(Dataset entries)
:::
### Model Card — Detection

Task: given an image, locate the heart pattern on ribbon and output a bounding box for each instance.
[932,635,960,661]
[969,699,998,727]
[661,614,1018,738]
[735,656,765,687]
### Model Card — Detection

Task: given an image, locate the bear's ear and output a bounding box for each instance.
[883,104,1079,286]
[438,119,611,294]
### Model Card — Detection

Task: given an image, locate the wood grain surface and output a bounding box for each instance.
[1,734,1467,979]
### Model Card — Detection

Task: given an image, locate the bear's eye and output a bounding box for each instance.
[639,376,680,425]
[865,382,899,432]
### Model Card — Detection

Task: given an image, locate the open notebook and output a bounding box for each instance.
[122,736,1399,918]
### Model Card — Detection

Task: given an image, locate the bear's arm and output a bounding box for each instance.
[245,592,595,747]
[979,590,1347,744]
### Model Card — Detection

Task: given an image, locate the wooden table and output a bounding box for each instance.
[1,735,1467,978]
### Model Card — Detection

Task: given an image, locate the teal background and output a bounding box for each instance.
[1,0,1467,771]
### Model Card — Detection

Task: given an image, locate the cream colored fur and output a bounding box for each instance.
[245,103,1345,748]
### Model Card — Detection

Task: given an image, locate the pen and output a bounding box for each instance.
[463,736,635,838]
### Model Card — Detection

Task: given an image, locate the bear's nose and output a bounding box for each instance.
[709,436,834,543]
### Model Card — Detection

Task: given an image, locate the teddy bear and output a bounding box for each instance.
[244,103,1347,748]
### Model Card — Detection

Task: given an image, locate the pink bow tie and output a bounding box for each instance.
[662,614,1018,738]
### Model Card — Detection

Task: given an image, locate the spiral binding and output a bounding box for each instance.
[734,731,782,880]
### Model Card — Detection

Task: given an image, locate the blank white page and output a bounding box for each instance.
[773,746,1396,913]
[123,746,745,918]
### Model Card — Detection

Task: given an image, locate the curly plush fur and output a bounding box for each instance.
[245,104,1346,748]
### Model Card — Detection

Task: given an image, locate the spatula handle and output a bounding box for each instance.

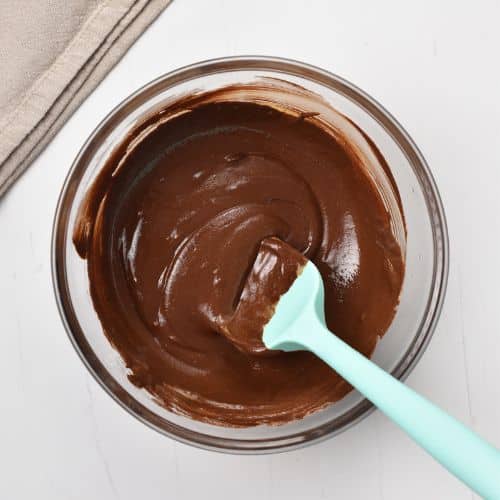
:::
ACTION ITEM >> An exact repetition of all the records above is required, excluding the pictures.

TASK ANSWER >>
### Model Card — Detection

Task: given an image, locate the heart pattern on ribbon and output a bounding box for each instance.
[932,635,960,661]
[969,699,998,727]
[661,614,1018,738]
[735,656,765,687]
### Model Card — Detection

Task: given an image, locate the bear's ear and output a bounding box for each instance.
[883,104,1079,286]
[438,119,611,294]
### Model Card — Detection

Task: given an image, locate the wood grain surface and output a bounding box for each instance.
[1,734,1467,979]
### Model Card — Detection

Task: given an image, locate the bear's eye and output a bounding box for each instance.
[639,376,680,425]
[865,382,899,432]
### Model Card — Detection

Task: given an image, locate the open notebook and output a bounding box for each instance.
[122,736,1399,918]
### Model Card — Detection

Task: given an image, locate the bear's arm and output a bounding box for each instance.
[245,592,595,747]
[979,590,1347,744]
### Model Card — Detection

Task: given an image, locate the wooden table and output a bounding box for each instance.
[1,735,1467,978]
### Model Card — Detection

Task: given an image, locate the teal background and output a bounding box for each instance.
[1,0,1467,771]
### Model Card — Detection

Task: given an image, locate the cream colored fur and output a bounding box for each instance.
[245,103,1345,748]
### Model Card — Detection

Task: given an image, locate the pen and output a bounding box for each instance.
[463,736,635,838]
### Model Card — Detection

Task: given an image, locate the bear's nose and output a bounding box for each instance.
[709,436,834,543]
### Model Card — Detection

Task: given an image, locate the teddy bear and output a bounding box for each instance.
[244,103,1347,748]
### Model Card — Detection

Task: given an image, locate the pink bow tie and output a bounding box for each instance.
[662,614,1018,738]
### Model Card — Detection

Task: given an image, locate the spiral binding and output a bounding box for each instance.
[734,731,782,880]
### Model Card — Detection

Task: given an image, locate the blank white page and output a bounding box for each instance.
[773,746,1396,913]
[123,746,745,918]
### Model Card — Detection

Task: given an image, locate the curly plush fur and output a bounding box for each instance.
[245,104,1346,748]
### Model Card — Detection

Task: given an image, locate the spatula handle and output a bounding box for each instance.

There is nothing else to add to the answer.